*Fragmento de lectura:*
•••••

Decía Fernando Sabater que la tarea del héroe es, precisamente la del hijo pródigo, es decir la del que se aleja del hogar para regresar al mismo. Bella metáfora: ésta la de incluir el origen en el destino, sencillamente porque lo es también de la vida misma. Exactamente así procede el nómada perpetuo que es el agua, o no menos asiduamente lo hace el mismo árbol, que no en vano se nutre en no poca medida de él mismo. Y si muere ya es fertilidad futura.
¿Volveremos los todavía más inquietos viajeros —nosotros, los humanos— alguna vez a la vieja casa que es la arboleda?
Seguramente resultará imposible, pero no el devolverle algo de lo que de ella extrajimos o extraemos.
De momento no va nada mal el apego que se aviva cada vez que un humano entra de nuevo en la floresta; o la contempla; o la reproduce en el patio de su casa; o la convierte en el espacio común más solicitado de lo más artificial. No deja de resultar apasionante que lo más alejado, hoy, de la selvática matriz de todas la civilizaciones, la ciudad, considere como su mejor mueble urbano al árbol.

•••••

*Datos sin procesar:*

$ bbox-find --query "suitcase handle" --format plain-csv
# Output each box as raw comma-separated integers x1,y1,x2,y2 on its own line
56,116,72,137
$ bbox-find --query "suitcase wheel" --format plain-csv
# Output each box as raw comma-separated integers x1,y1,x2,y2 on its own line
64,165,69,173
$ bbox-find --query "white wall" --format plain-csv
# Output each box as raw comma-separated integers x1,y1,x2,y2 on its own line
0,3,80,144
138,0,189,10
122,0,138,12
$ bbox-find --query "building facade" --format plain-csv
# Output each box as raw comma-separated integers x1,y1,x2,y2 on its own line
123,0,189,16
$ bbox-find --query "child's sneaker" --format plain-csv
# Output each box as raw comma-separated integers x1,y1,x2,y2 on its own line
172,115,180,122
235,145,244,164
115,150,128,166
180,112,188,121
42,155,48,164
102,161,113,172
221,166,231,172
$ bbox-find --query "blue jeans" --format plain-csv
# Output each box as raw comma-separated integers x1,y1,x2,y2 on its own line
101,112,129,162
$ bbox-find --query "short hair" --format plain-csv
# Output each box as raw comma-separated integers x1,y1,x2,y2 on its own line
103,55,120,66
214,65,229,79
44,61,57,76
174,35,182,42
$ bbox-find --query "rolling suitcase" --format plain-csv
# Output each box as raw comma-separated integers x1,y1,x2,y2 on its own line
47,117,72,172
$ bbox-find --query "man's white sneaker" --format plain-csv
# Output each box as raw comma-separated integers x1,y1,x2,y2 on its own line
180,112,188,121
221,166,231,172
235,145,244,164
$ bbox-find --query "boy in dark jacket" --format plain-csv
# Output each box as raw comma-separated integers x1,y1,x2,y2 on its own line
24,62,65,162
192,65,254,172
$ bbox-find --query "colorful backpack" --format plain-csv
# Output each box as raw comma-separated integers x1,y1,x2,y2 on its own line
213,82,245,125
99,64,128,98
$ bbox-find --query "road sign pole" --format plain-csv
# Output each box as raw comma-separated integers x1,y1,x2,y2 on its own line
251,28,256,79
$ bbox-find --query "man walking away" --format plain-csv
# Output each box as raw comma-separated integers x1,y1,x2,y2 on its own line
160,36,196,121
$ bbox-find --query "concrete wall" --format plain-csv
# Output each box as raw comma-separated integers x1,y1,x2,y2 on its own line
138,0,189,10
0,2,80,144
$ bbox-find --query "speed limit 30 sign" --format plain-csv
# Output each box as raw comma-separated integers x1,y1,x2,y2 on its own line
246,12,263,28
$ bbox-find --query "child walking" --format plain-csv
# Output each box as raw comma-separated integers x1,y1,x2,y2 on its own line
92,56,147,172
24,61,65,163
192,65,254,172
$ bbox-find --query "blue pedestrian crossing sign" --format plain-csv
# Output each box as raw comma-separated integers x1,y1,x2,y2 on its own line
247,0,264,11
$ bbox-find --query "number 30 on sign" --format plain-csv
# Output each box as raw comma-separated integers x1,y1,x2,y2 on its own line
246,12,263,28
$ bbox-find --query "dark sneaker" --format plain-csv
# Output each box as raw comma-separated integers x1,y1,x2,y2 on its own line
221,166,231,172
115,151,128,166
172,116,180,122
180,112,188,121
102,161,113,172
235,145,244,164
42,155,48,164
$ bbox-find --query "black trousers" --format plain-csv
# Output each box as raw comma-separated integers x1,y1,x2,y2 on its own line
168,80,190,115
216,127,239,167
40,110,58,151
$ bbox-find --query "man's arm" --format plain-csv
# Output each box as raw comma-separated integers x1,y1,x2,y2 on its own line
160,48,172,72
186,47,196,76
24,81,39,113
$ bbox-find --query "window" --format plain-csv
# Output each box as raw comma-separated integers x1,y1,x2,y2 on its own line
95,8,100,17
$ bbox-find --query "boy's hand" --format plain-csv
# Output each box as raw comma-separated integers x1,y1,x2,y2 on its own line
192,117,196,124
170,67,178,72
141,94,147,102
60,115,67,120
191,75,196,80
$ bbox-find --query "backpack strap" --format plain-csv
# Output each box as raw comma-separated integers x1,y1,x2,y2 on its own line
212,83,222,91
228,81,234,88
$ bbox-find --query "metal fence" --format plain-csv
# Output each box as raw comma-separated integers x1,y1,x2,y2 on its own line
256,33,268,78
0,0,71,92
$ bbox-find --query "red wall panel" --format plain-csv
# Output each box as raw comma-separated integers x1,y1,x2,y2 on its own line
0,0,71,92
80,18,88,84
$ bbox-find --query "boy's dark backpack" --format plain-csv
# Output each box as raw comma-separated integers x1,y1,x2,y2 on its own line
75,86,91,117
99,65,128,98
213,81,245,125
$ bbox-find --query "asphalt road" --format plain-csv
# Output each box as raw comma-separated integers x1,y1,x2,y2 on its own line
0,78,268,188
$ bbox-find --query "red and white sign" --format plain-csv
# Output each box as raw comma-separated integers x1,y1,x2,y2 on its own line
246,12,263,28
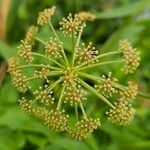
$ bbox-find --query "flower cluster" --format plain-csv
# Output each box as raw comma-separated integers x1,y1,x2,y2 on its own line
39,110,69,132
64,85,86,106
76,42,98,64
59,13,82,37
45,38,62,59
106,99,135,125
8,57,27,93
8,6,140,140
37,6,56,26
119,40,140,74
33,85,55,105
120,81,138,100
95,72,118,98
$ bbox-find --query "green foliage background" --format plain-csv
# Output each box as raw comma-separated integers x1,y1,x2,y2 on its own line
0,0,150,150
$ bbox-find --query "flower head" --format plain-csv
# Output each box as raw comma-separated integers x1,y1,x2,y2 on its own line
8,6,140,140
19,97,35,114
33,85,55,105
25,26,38,45
38,110,69,132
59,13,82,36
95,72,118,98
119,40,140,74
45,38,62,59
37,6,56,25
120,81,138,100
76,42,98,64
106,99,135,125
63,85,86,106
18,40,33,63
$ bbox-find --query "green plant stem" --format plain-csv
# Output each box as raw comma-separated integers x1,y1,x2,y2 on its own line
49,21,69,66
34,37,46,45
18,64,62,70
71,30,75,67
77,72,102,81
75,103,79,121
75,60,123,71
32,52,64,68
76,51,121,68
76,22,85,47
56,86,66,110
78,78,114,108
26,71,63,81
80,102,87,119
77,72,150,98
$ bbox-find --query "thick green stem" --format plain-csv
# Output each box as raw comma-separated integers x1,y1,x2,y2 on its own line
18,64,62,70
75,60,123,71
77,72,102,81
77,72,150,98
76,22,85,47
76,51,121,68
56,86,65,110
71,30,75,67
78,78,114,108
34,37,46,45
32,52,64,68
49,21,69,66
75,103,79,121
26,71,63,81
80,102,87,119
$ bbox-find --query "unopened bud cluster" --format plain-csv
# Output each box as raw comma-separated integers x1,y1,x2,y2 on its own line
95,72,118,98
119,40,140,74
8,6,140,140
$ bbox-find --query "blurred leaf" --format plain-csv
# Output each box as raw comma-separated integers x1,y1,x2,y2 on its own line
0,106,51,136
0,128,25,150
101,24,144,51
0,78,18,103
96,0,150,19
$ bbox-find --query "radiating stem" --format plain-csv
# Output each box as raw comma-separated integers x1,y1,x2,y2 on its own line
77,72,150,98
18,64,62,70
26,71,62,81
77,72,101,81
75,60,123,71
75,103,79,121
80,102,87,119
76,51,121,68
71,30,75,67
34,37,46,45
32,52,64,68
78,78,114,108
56,86,65,110
76,22,85,47
49,21,69,66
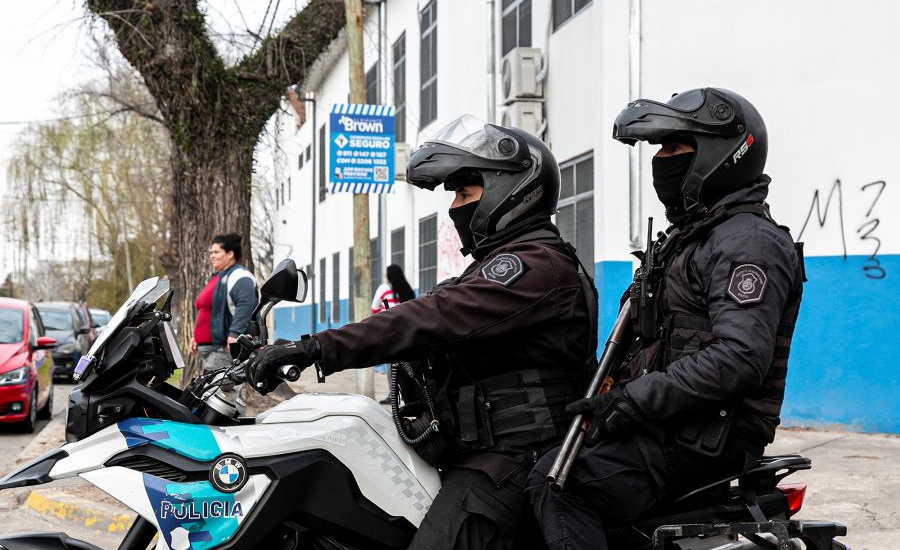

•••••

*Ejercicios por resolver:*
(1) Reproduce el pasaje del fragmento de lectura que va desde "Decía Fernando Sabater" hasta "es la arboleda?", ambos incluidos.
(2) Por favor, enumera todas las acciones de un humano que, según el fragmento de lectura, avivan su apego a la floresta.
(3) Responde estas preguntas con datos del fragmento de lectura:
(a) ¿A quién se atribuye la idea de que la tarea del héroe es la del hijo pródigo?
(b) ¿Qué es ya el árbol si muere?
(c) ¿Qué considera la ciudad como su mejor mueble urbano?

*Respuestas a ejercicios:*
(1)
Decía Fernando Sabater que la tarea del héroe es, precisamente la del hijo pródigo, es decir la del que se aleja del hogar para regresar al mismo. Bella metáfora: ésta la de incluir el origen en el destino, sencillamente porque lo es también de la vida misma. Exactamente así procede el nómada perpetuo que es el agua, o no menos asiduamente lo hace el mismo árbol, que no en vano se nutre en no poca medida de él mismo. Y si muere ya es fertilidad futura.
¿Volveremos los todavía más inquietos viajeros —nosotros, los humanos— alguna vez a la vieja casa que es la arboleda?

(2)
- Entrar de nuevo en la floresta
- Contemplarla
- Reproducirla en el patio de su casa
- Convertirla en el espacio común más solicitado de lo más artificial

(3)
(a) A Fernando Sabater.
(b) Fertilidad futura.
(c) El árbol.